— Begin Excerpted passage —
PrepConsultant said:


> Ya know, I have been thinkin about the DTA Stealth Recon Scout for some time. I think I changed my mind to the Bluegrass Armory (Sister company to Core15 I believe) They have the same weapon system as the DTA SRS and I have almost talked myself into it. It is called the "Moonshiner" and is a bolt action bullpup configuration long range rifle that can be changed from .308,300 win mag and the 338 Lapua.. I haven't quite decided on it but will probably have one by the new year.. I don't really need it as I have a few of the calibers in long range setup bolt actions but I like the system and might as well add it to the arsenal.. Plus, she is on board with it so I might as well..


Haha Prep is drinking and spouting crap

I've been there and realize the trap


----------



## Ripon

1. Colt series 70 commander 9mm, or a full size is ok.

2. Colt 901 with both uppers would be cool.


----------



## Doc Holliday

I pretty much have what I need but since I love lever guns I think it will either be a Marlin 336 in 30-30 or a Marlin 444



Doc


----------



## roy

I certainly don't need anymore guns. Last gun I got was a Glock Gen 4 33, subcompact in .357 Sig. I will get a .40 S&W barrel off ebay. I want an FN FiveSeven just because.
— End Excerpted passage —
— Begin Information shown —
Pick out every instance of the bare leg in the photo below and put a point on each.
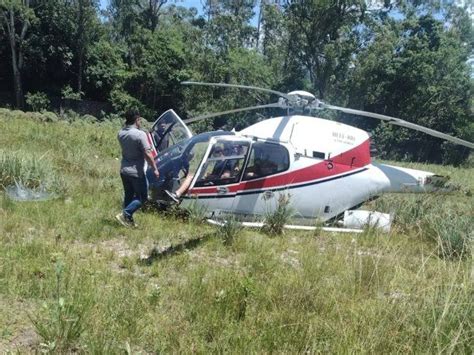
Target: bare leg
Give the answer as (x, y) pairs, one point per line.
(185, 185)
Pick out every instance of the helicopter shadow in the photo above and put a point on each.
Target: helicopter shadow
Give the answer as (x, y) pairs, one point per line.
(157, 254)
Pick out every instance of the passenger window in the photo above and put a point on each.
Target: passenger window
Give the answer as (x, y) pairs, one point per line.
(266, 159)
(224, 164)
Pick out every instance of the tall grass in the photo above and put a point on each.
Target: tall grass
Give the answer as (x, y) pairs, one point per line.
(30, 171)
(301, 292)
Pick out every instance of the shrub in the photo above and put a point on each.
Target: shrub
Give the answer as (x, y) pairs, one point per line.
(37, 101)
(229, 230)
(49, 116)
(453, 234)
(62, 322)
(276, 220)
(29, 170)
(68, 93)
(195, 212)
(122, 102)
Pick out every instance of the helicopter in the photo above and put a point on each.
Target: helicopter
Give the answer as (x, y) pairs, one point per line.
(324, 166)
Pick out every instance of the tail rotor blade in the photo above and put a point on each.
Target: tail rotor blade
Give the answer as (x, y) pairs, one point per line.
(194, 119)
(402, 123)
(236, 86)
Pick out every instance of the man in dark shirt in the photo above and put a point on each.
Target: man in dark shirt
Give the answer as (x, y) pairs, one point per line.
(135, 150)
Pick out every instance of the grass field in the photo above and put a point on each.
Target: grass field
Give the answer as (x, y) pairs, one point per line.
— End Information shown —
_The problem_.
From the forum thread, translate into Spanish: "Last gun I got was a Glock Gen 4 33, subcompact in .357 Sig."

_Full solution_.
La última arma que conseguí fue una Glock Gen 4 33, subcompacta en .357 Sig.